Grâce aux percées technologiques des dernières années, de nouvelles manières de vendre et de consommer apparaissent. Certaines, comme l’économie collaborative (ÉC), sont en train de modifier nos économies et nos sociétés. Le rôle du consommateur et du pourvoyeur de biens et services se mélangent, laissant place à de nouvelles opportunités financières, mais également à de l’incertitude et des flous juridiques pour l’encadrement des pratiques. L’utilisation de plateformes comme Uber et Airbnb sont si courantes aujourd’hui que la littérature scientifique n’a eu d’autre choix que de se pencher sur le phénomène depuis le début des années 2010. Nous comptons aujourd’hui plusieurs centaines d’écrits, allant des articles de journaux évalués par les pairs aux livres de consultants et aux rapports de grandes firmes. Cette vivacité théorique a permis le développement de nouveaux concepts et de nouvelles manières de concevoir l’économie collaborative. Toutefois, symptôme de sa jeunesse, la littérature semble manquer de cohésion. On ne s’entend pas sur la manière de nommer et de décrire le phénomène, et les sous-thèmes restent peu exploités.
Économie collaborative
Il n’existe pas à ce jour un nom officiel pour décrire le phénomène souvent interprété comme étant l’économie de partage (sharing economy) (Slee, 2016). Certains auteurs ont tenté de le définir avec d’autres appellations. Notons en français les expressions « économie collaborative » (collaborative economy) et « consommation collaborative » (collaborative consumption), puis en anglais, on-demand economy (économie sur demande), peer-to-peer platform (plateforme d’égal à égal), gig economy (économie des gigs), mesh economy (économie de maillage), crowd-based capitalism (capitalisme basé sur le peuple), access-based consumption (consommation basée sur l’accessibilité), et plusieurs autres. Dans le cadre de ce mémoire, nous utilisons ces appellations d’une manière globale et intégrative avec l’expression « économie collaborative » (ÉC), tel que proposé par Cohen et al. (2016) et Chase (2015).

Données fournies -

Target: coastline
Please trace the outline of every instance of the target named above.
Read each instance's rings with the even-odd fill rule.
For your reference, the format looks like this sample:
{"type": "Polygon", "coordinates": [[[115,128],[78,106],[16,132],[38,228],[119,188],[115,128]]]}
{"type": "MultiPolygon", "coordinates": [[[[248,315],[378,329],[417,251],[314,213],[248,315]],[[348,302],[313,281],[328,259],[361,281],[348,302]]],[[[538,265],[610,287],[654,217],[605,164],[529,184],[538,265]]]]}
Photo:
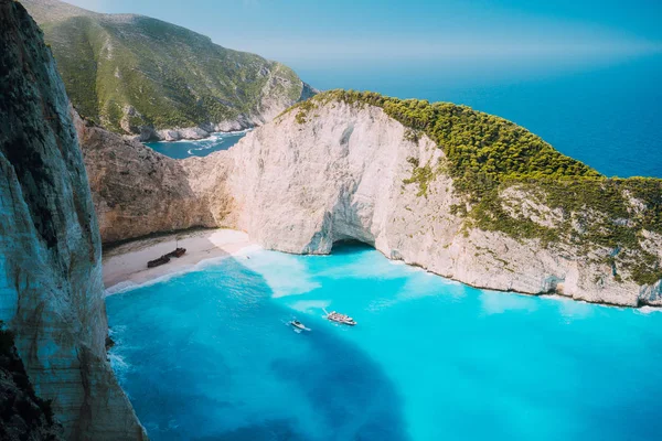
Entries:
{"type": "Polygon", "coordinates": [[[232,135],[242,135],[242,133],[248,133],[250,131],[255,130],[254,127],[247,128],[247,129],[242,129],[242,130],[231,130],[231,131],[212,131],[209,132],[209,135],[206,137],[203,138],[186,138],[186,137],[182,137],[179,139],[173,139],[171,141],[167,140],[167,139],[160,139],[160,140],[151,140],[151,141],[139,141],[141,143],[156,143],[156,142],[167,142],[167,143],[175,143],[175,142],[191,142],[191,141],[204,141],[207,139],[212,139],[214,137],[218,137],[218,136],[232,136],[232,135]]]}
{"type": "Polygon", "coordinates": [[[104,252],[103,280],[106,295],[192,270],[205,260],[237,256],[256,246],[246,233],[227,228],[132,240],[104,252]],[[147,268],[149,260],[172,251],[177,246],[186,248],[186,254],[180,258],[171,258],[166,265],[147,268]]]}
{"type": "MultiPolygon", "coordinates": [[[[159,237],[130,240],[128,243],[118,245],[110,250],[104,251],[103,280],[106,295],[121,293],[147,283],[163,281],[169,277],[194,270],[201,263],[206,261],[217,261],[227,257],[242,256],[246,251],[255,249],[256,247],[259,247],[259,245],[252,241],[246,233],[229,228],[199,229],[159,237]],[[172,258],[166,265],[156,268],[147,268],[147,262],[149,260],[156,259],[167,252],[172,251],[177,246],[186,248],[186,254],[180,258],[172,258]]],[[[418,268],[430,276],[440,277],[450,282],[461,283],[479,290],[500,292],[503,294],[520,294],[540,297],[543,299],[568,300],[573,302],[595,304],[607,308],[634,309],[641,310],[643,313],[662,312],[662,308],[645,304],[626,305],[608,302],[591,302],[585,299],[575,299],[560,293],[531,293],[473,286],[462,280],[437,273],[420,265],[408,263],[399,259],[389,259],[382,251],[380,252],[393,263],[418,268]]]]}

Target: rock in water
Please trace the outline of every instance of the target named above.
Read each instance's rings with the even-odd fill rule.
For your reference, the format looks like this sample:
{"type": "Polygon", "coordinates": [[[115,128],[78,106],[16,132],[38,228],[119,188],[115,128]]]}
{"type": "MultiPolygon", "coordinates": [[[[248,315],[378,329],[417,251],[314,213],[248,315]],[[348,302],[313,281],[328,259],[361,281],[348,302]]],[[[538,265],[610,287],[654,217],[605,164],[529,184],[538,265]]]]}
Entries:
{"type": "Polygon", "coordinates": [[[70,103],[40,29],[0,0],[0,320],[70,440],[141,440],[106,359],[100,239],[70,103]]]}

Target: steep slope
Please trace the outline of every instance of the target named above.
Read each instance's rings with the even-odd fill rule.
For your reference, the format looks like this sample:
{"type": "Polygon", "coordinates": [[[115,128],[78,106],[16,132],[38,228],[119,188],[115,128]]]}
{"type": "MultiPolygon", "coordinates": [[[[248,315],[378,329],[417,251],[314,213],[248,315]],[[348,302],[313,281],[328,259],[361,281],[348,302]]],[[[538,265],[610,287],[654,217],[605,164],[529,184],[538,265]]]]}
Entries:
{"type": "MultiPolygon", "coordinates": [[[[105,173],[136,173],[138,158],[156,154],[146,150],[132,147],[105,173]]],[[[124,197],[111,215],[97,206],[100,223],[111,220],[105,241],[136,237],[135,224],[186,225],[136,208],[168,198],[160,176],[180,166],[172,182],[186,193],[178,206],[196,216],[190,226],[239,228],[297,254],[357,239],[476,287],[662,305],[662,181],[607,179],[467,107],[334,90],[228,151],[171,162],[149,161],[157,193],[124,197]]],[[[105,198],[129,194],[105,181],[105,198]]]]}
{"type": "Polygon", "coordinates": [[[57,0],[22,3],[43,29],[76,109],[116,132],[177,139],[182,132],[149,128],[237,130],[264,123],[312,93],[280,63],[174,24],[57,0]]]}
{"type": "MultiPolygon", "coordinates": [[[[126,140],[74,112],[85,168],[104,243],[151,233],[213,227],[217,223],[206,197],[191,182],[209,173],[189,172],[189,164],[163,157],[135,140],[126,140]]],[[[214,172],[225,181],[225,163],[214,161],[214,172]]],[[[221,189],[218,189],[221,191],[221,189]]],[[[215,204],[222,206],[223,204],[215,204]]]]}
{"type": "Polygon", "coordinates": [[[0,440],[64,440],[51,404],[34,392],[13,335],[2,326],[0,322],[0,440]]]}
{"type": "Polygon", "coordinates": [[[231,153],[237,226],[268,248],[359,239],[477,287],[662,304],[662,181],[606,179],[501,118],[337,90],[231,153]]]}
{"type": "Polygon", "coordinates": [[[0,0],[0,320],[68,440],[145,439],[106,359],[100,240],[40,29],[0,0]]]}

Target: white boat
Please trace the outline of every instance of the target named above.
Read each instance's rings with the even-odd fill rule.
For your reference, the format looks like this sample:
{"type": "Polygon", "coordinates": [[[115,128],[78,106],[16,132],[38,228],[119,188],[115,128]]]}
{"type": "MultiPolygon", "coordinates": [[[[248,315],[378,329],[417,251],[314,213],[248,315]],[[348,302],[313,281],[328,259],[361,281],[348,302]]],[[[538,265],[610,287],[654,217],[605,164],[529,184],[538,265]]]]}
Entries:
{"type": "Polygon", "coordinates": [[[295,326],[296,329],[298,329],[298,330],[301,330],[301,331],[308,331],[308,327],[306,327],[306,325],[305,325],[303,323],[299,322],[298,320],[292,320],[292,321],[290,322],[290,324],[291,324],[292,326],[295,326]]]}
{"type": "Polygon", "coordinates": [[[346,324],[348,326],[356,325],[356,321],[349,315],[341,314],[335,311],[327,312],[327,310],[324,310],[324,313],[327,314],[327,320],[330,320],[332,322],[346,324]]]}

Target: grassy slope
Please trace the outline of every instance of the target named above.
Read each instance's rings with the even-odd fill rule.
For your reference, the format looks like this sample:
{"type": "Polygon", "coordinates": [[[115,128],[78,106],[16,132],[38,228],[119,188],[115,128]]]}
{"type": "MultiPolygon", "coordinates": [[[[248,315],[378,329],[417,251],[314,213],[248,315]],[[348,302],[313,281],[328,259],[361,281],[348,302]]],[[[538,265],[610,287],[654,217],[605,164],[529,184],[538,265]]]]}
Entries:
{"type": "Polygon", "coordinates": [[[24,4],[44,30],[76,108],[115,131],[122,131],[127,105],[138,112],[126,121],[137,130],[145,123],[189,127],[259,114],[270,80],[276,84],[270,97],[295,103],[301,95],[302,83],[287,66],[224,49],[184,28],[56,1],[24,4]]]}
{"type": "MultiPolygon", "coordinates": [[[[585,256],[602,256],[611,263],[617,280],[624,277],[652,284],[662,279],[659,258],[644,245],[645,232],[662,235],[662,180],[606,178],[511,121],[448,103],[331,90],[287,111],[297,111],[302,123],[311,118],[310,110],[335,100],[381,107],[409,128],[408,138],[425,133],[433,139],[444,150],[447,164],[419,164],[410,159],[412,176],[405,184],[417,184],[424,197],[431,180],[449,174],[465,202],[453,211],[465,217],[468,228],[540,239],[547,247],[579,247],[585,256]],[[547,226],[505,209],[504,194],[513,189],[555,211],[559,218],[547,226]]],[[[545,217],[545,213],[536,214],[545,217]]]]}

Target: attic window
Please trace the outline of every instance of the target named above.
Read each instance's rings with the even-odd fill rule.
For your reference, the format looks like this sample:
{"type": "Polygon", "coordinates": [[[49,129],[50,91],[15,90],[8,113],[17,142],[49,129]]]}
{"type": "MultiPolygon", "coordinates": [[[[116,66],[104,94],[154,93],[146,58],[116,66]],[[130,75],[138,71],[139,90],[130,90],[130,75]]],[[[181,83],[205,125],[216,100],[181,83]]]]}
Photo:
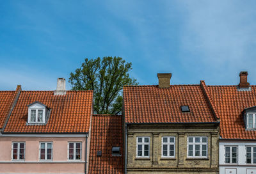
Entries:
{"type": "Polygon", "coordinates": [[[188,113],[190,112],[189,107],[188,106],[180,106],[181,111],[182,113],[188,113]]]}
{"type": "Polygon", "coordinates": [[[112,147],[112,156],[120,156],[120,148],[112,147]]]}
{"type": "Polygon", "coordinates": [[[101,157],[102,155],[102,152],[101,150],[97,151],[97,156],[101,157]]]}

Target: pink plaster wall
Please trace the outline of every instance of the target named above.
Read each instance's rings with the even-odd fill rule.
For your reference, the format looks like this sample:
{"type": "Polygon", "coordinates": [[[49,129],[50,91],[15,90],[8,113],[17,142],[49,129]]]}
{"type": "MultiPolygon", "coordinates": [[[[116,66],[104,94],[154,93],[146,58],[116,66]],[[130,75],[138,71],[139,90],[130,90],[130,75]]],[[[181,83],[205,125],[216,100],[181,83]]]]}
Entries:
{"type": "Polygon", "coordinates": [[[70,163],[67,160],[67,146],[70,141],[82,142],[81,161],[84,161],[85,138],[0,137],[0,173],[83,173],[84,162],[70,163]],[[12,161],[12,143],[19,141],[26,142],[25,162],[22,163],[12,161]],[[41,141],[52,142],[51,162],[39,161],[39,143],[41,141]]]}

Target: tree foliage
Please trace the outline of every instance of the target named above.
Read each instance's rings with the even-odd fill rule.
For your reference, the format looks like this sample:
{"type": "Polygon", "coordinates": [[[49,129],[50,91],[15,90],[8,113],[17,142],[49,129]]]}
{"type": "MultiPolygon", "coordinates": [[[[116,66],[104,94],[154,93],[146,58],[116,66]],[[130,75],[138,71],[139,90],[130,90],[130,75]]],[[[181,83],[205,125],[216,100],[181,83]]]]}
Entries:
{"type": "Polygon", "coordinates": [[[125,85],[137,85],[129,77],[132,63],[122,58],[86,58],[79,68],[70,73],[73,90],[93,90],[94,113],[116,115],[122,113],[122,91],[125,85]]]}

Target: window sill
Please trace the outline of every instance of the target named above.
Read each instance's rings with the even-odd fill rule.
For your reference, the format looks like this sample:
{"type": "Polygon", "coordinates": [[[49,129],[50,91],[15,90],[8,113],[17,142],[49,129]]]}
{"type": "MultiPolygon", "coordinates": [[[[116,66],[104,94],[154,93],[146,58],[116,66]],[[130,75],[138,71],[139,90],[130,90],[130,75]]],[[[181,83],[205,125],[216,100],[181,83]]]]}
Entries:
{"type": "Polygon", "coordinates": [[[204,157],[188,157],[186,160],[209,160],[209,159],[204,157]]]}
{"type": "Polygon", "coordinates": [[[175,157],[161,157],[160,160],[176,160],[175,157]]]}
{"type": "Polygon", "coordinates": [[[135,160],[150,160],[150,157],[136,157],[135,160]]]}

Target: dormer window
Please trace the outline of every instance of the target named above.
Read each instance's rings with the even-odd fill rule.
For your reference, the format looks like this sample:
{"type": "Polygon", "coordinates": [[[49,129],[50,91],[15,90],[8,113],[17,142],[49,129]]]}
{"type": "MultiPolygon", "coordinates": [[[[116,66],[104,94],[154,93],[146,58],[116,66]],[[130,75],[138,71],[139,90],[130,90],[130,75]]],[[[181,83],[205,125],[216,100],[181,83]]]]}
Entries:
{"type": "Polygon", "coordinates": [[[246,128],[256,129],[256,113],[246,113],[246,128]]]}
{"type": "Polygon", "coordinates": [[[28,123],[45,123],[48,108],[44,104],[35,102],[28,106],[28,123]]]}

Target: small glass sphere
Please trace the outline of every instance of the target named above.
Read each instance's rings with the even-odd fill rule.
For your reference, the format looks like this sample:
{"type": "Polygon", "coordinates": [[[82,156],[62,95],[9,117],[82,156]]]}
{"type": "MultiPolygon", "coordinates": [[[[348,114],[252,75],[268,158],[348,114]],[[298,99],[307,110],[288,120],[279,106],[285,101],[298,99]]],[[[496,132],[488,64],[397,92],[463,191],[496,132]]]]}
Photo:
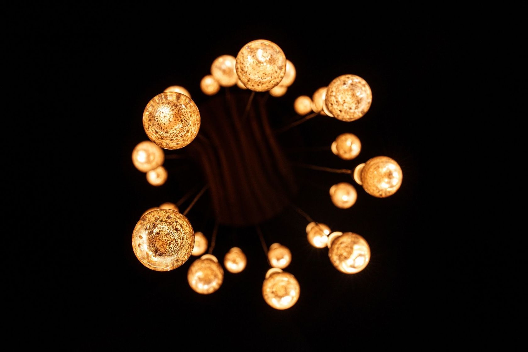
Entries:
{"type": "Polygon", "coordinates": [[[291,252],[282,244],[274,243],[269,246],[268,259],[272,267],[283,269],[291,262],[291,252]]]}
{"type": "Polygon", "coordinates": [[[401,186],[403,178],[400,165],[388,156],[376,156],[367,160],[361,171],[363,189],[378,198],[395,193],[401,186]]]}
{"type": "Polygon", "coordinates": [[[147,173],[147,180],[153,186],[161,186],[167,180],[167,170],[163,166],[158,166],[147,173]]]}
{"type": "Polygon", "coordinates": [[[280,269],[268,270],[262,284],[264,300],[276,309],[287,309],[299,299],[300,287],[295,277],[280,269]]]}
{"type": "Polygon", "coordinates": [[[361,151],[361,142],[355,135],[344,133],[332,144],[332,151],[343,160],[352,160],[361,151]]]}
{"type": "Polygon", "coordinates": [[[149,140],[141,142],[132,151],[132,163],[139,171],[146,173],[163,165],[163,150],[149,140]]]}
{"type": "Polygon", "coordinates": [[[338,235],[328,245],[330,261],[336,269],[345,274],[361,271],[370,260],[369,244],[356,233],[345,232],[338,235]]]}
{"type": "Polygon", "coordinates": [[[328,84],[325,99],[326,106],[335,118],[348,122],[366,113],[372,102],[372,92],[359,76],[344,74],[328,84]]]}
{"type": "Polygon", "coordinates": [[[201,232],[194,233],[194,247],[193,248],[193,252],[191,253],[195,256],[201,255],[205,253],[207,250],[207,237],[201,232]]]}
{"type": "Polygon", "coordinates": [[[330,198],[338,208],[348,209],[356,202],[357,193],[348,182],[340,182],[330,187],[330,198]]]}
{"type": "Polygon", "coordinates": [[[193,290],[209,294],[220,288],[224,281],[224,270],[215,256],[204,254],[189,267],[187,280],[193,290]]]}
{"type": "Polygon", "coordinates": [[[176,92],[176,93],[180,93],[191,98],[191,93],[189,93],[189,91],[187,90],[181,85],[171,85],[171,87],[168,87],[165,88],[165,90],[163,91],[176,92]]]}
{"type": "Polygon", "coordinates": [[[213,61],[211,74],[222,87],[232,87],[237,84],[238,76],[234,69],[236,59],[230,55],[222,55],[213,61]]]}
{"type": "Polygon", "coordinates": [[[143,215],[132,233],[132,248],[144,265],[157,271],[176,269],[191,256],[194,231],[185,216],[169,209],[143,215]]]}
{"type": "Polygon", "coordinates": [[[242,250],[238,247],[233,247],[224,257],[224,266],[229,272],[240,272],[246,268],[248,259],[242,250]]]}
{"type": "Polygon", "coordinates": [[[278,45],[259,39],[244,45],[237,55],[237,74],[244,85],[265,92],[278,85],[286,72],[286,57],[278,45]]]}
{"type": "Polygon", "coordinates": [[[183,148],[200,130],[200,111],[191,98],[165,92],[152,98],[143,111],[143,127],[150,140],[166,149],[183,148]]]}
{"type": "Polygon", "coordinates": [[[203,93],[208,96],[214,96],[220,90],[220,84],[210,74],[204,76],[200,82],[200,88],[203,93]]]}

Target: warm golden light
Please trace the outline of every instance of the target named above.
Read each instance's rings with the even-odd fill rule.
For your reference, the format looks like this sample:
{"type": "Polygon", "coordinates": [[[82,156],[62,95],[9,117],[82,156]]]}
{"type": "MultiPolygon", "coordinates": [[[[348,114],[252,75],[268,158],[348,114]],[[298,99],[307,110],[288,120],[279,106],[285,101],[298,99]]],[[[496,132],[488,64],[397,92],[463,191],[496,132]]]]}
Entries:
{"type": "Polygon", "coordinates": [[[238,247],[233,247],[224,257],[224,267],[229,272],[240,272],[246,268],[248,259],[242,250],[238,247]]]}
{"type": "MultiPolygon", "coordinates": [[[[336,269],[345,274],[355,274],[365,269],[370,260],[370,248],[357,233],[334,233],[328,242],[328,256],[336,269]]],[[[332,236],[332,235],[331,235],[332,236]]]]}
{"type": "Polygon", "coordinates": [[[141,217],[132,233],[132,248],[147,268],[168,271],[189,259],[194,232],[185,216],[169,209],[159,209],[141,217]]]}
{"type": "Polygon", "coordinates": [[[272,267],[283,269],[291,262],[291,252],[282,244],[274,243],[269,246],[268,259],[272,267]]]}
{"type": "Polygon", "coordinates": [[[344,74],[328,84],[326,106],[341,121],[357,120],[366,113],[372,102],[372,92],[366,81],[354,74],[344,74]]]}
{"type": "Polygon", "coordinates": [[[238,76],[234,66],[236,60],[230,55],[222,55],[213,61],[211,74],[222,87],[232,87],[237,84],[238,76]]]}
{"type": "Polygon", "coordinates": [[[150,140],[166,149],[183,148],[200,130],[200,111],[191,98],[165,92],[152,98],[143,111],[143,127],[150,140]]]}
{"type": "Polygon", "coordinates": [[[149,140],[141,142],[132,151],[132,163],[139,171],[146,173],[163,165],[163,150],[149,140]]]}
{"type": "Polygon", "coordinates": [[[299,299],[300,287],[291,274],[277,268],[268,271],[262,284],[264,300],[276,309],[287,309],[299,299]]]}
{"type": "Polygon", "coordinates": [[[215,256],[204,254],[191,264],[187,280],[193,290],[202,294],[209,294],[220,288],[224,281],[224,270],[215,256]]]}
{"type": "Polygon", "coordinates": [[[265,92],[278,85],[286,72],[286,57],[282,49],[264,39],[247,43],[237,55],[237,74],[244,85],[265,92]]]}

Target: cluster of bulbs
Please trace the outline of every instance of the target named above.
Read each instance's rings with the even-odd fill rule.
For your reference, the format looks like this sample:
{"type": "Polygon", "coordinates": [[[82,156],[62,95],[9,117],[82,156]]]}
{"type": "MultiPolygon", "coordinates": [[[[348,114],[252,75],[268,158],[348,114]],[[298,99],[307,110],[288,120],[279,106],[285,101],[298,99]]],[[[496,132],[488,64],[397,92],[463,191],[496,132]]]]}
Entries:
{"type": "MultiPolygon", "coordinates": [[[[267,40],[250,42],[236,58],[224,55],[216,58],[211,74],[200,82],[202,92],[216,94],[220,87],[236,84],[242,89],[269,91],[274,97],[284,95],[296,77],[295,68],[286,60],[280,47],[267,40]]],[[[366,82],[352,74],[340,76],[327,87],[318,89],[310,98],[297,98],[294,107],[299,115],[310,112],[344,121],[356,120],[368,111],[372,92],[366,82]]],[[[145,108],[143,126],[150,141],[138,144],[132,153],[134,166],[146,173],[154,186],[163,184],[167,172],[162,148],[177,149],[188,145],[198,134],[200,116],[198,108],[184,88],[173,85],[153,98],[145,108]]],[[[344,133],[332,143],[332,152],[344,160],[360,154],[361,143],[355,135],[344,133]]],[[[402,182],[402,173],[398,163],[386,156],[373,158],[358,165],[352,173],[356,182],[375,197],[384,198],[395,193],[402,182]]],[[[334,204],[347,208],[355,203],[357,194],[350,183],[341,182],[329,190],[334,204]]],[[[188,210],[187,210],[188,211],[188,210]]],[[[314,247],[329,249],[332,264],[340,271],[354,274],[363,270],[370,260],[370,249],[365,240],[352,232],[332,232],[326,225],[312,222],[306,226],[307,238],[314,247]]],[[[201,294],[212,293],[223,281],[224,271],[216,258],[205,253],[207,239],[195,232],[187,217],[173,203],[164,203],[146,211],[135,227],[132,246],[139,261],[149,269],[166,271],[182,265],[191,255],[201,256],[189,267],[187,279],[193,290],[201,294]]],[[[291,261],[291,253],[286,246],[274,243],[267,250],[271,268],[265,275],[262,296],[277,309],[293,306],[299,298],[300,287],[295,277],[282,271],[291,261]]],[[[231,273],[244,270],[247,259],[240,248],[232,248],[224,257],[224,267],[231,273]]]]}

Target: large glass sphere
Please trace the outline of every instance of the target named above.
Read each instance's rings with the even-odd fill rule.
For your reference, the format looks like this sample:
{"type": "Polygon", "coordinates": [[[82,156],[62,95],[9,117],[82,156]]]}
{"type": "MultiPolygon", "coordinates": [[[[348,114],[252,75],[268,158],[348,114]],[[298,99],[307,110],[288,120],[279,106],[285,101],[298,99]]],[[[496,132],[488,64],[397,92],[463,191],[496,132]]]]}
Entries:
{"type": "Polygon", "coordinates": [[[262,284],[264,300],[276,309],[287,309],[299,299],[300,287],[295,277],[279,269],[268,270],[262,284]]]}
{"type": "Polygon", "coordinates": [[[163,165],[163,150],[149,140],[141,142],[132,151],[132,163],[138,170],[146,173],[163,165]]]}
{"type": "Polygon", "coordinates": [[[213,61],[211,74],[222,87],[232,87],[237,84],[238,76],[234,69],[236,59],[230,55],[222,55],[213,61]]]}
{"type": "Polygon", "coordinates": [[[237,55],[237,74],[244,85],[265,92],[278,85],[286,72],[286,57],[278,45],[259,39],[242,47],[237,55]]]}
{"type": "Polygon", "coordinates": [[[328,241],[328,247],[330,261],[336,269],[345,274],[361,271],[370,260],[369,244],[356,233],[345,232],[337,235],[328,241]]]}
{"type": "Polygon", "coordinates": [[[185,216],[169,209],[143,215],[132,233],[132,248],[142,264],[153,270],[168,271],[189,259],[194,231],[185,216]]]}
{"type": "Polygon", "coordinates": [[[209,294],[220,288],[224,281],[224,270],[215,256],[204,254],[191,264],[187,280],[193,290],[202,294],[209,294]]]}
{"type": "Polygon", "coordinates": [[[357,120],[369,111],[372,92],[366,81],[354,74],[344,74],[328,84],[326,106],[341,121],[357,120]]]}
{"type": "Polygon", "coordinates": [[[200,129],[200,111],[186,95],[165,92],[152,98],[143,111],[143,127],[150,140],[166,149],[183,148],[200,129]]]}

Défi -
Prolongez le texte consacré à l'économie collaborative, en reprenant immédiatement après sa dernière phrase.

Résultat attendu -
Contrairement à la vision traditionnelle de l’économie où seulement les entreprises peuvent créer de la valeur, l’économie collaborative permet aux individus de s’impliquer dans le processus en redistribuant ou en mutualisant des ressources à des tiers. Contrairement au partage traditionnel, cette nouvelle manière de procéder permet à des étrangers, plutôt que des connaissances, d’échanger des biens ou des services entre eux (J. Schor & Fitzmaurice, 2015). Ce phénomène serait perçu par plusieurs comme un nouveau type d’entreprise et même un mouvement social, où chaque personne peut devenir un micro-entrepreneur dans un environnement flexible et égalitaire (Slee, 2016). La distinction entre la sphère de production, de distribution et de consommation disparaît au profit d’une nouvelle forme d’économie dite collaborative (Ertz & Sarigöllü, 2019). Ce changement de paradigme devient possible grâce à la technologie existante, plus particulièrement Internet (Belk, 2014b). Pour y arriver, une vague de nouvelles entreprises ont saisi la balle au bond afin de lier des consommateurs à des fournisseurs de services par la création de plateformes web (Slee, 2016) permettant l’obtention, la fourniture et le partage de biens et services (Hamari, Sjöklint, & Ukkonen, 2016).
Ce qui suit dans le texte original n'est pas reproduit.